====== Dataset records ======
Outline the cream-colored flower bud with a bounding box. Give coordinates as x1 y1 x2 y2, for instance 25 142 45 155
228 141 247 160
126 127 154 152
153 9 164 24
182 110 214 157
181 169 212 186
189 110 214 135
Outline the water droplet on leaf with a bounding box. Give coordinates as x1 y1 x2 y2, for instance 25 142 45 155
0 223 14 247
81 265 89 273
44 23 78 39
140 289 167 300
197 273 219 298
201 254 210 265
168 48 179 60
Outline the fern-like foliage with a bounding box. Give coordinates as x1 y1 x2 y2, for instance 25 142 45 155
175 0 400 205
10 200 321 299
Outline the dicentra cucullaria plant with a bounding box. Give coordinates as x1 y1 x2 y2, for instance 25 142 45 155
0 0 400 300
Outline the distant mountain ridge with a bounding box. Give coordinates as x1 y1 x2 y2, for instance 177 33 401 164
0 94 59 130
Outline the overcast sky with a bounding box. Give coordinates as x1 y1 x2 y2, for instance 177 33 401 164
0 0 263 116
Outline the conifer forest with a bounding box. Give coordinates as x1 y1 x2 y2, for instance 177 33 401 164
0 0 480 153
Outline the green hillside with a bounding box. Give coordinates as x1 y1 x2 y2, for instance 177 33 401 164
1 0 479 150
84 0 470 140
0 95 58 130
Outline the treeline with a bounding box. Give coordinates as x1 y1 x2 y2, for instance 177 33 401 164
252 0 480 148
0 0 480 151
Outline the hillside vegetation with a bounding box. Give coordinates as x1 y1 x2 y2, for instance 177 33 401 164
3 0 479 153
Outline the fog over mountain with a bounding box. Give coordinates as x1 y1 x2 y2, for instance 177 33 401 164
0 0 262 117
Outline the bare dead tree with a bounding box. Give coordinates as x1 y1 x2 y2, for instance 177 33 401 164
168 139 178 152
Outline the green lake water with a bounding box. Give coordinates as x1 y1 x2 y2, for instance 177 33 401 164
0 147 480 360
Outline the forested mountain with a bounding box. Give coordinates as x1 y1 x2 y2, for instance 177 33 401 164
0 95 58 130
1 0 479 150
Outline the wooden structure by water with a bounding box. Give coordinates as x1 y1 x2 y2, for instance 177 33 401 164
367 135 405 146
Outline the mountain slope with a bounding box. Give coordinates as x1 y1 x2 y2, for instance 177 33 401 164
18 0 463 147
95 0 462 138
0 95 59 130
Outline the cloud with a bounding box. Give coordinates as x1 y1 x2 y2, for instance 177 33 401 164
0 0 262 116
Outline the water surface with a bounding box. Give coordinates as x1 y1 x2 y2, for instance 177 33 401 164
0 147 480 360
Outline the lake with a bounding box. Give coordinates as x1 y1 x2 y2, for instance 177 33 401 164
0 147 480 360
======
**Challenge:**
Convert the material between the line holding "Outline the treeline" and the line holding "3 0 479 153", inclusive, into a Markdown table with the columns Row and Material line. Number each line and leave out any blank lines.

**Finished answer:**
| Row | Material line |
|---|---|
| 1 | Outline the treeline with a bounding box. Give coordinates as x1 y1 x2 y2, for instance 177 33 401 164 |
| 2 | 252 0 480 148 |
| 3 | 0 0 480 151 |
| 4 | Outline the hillside vegetation with a bounding box. Give coordinates as x1 y1 x2 y2, for instance 177 33 401 164 |
| 5 | 3 0 479 153 |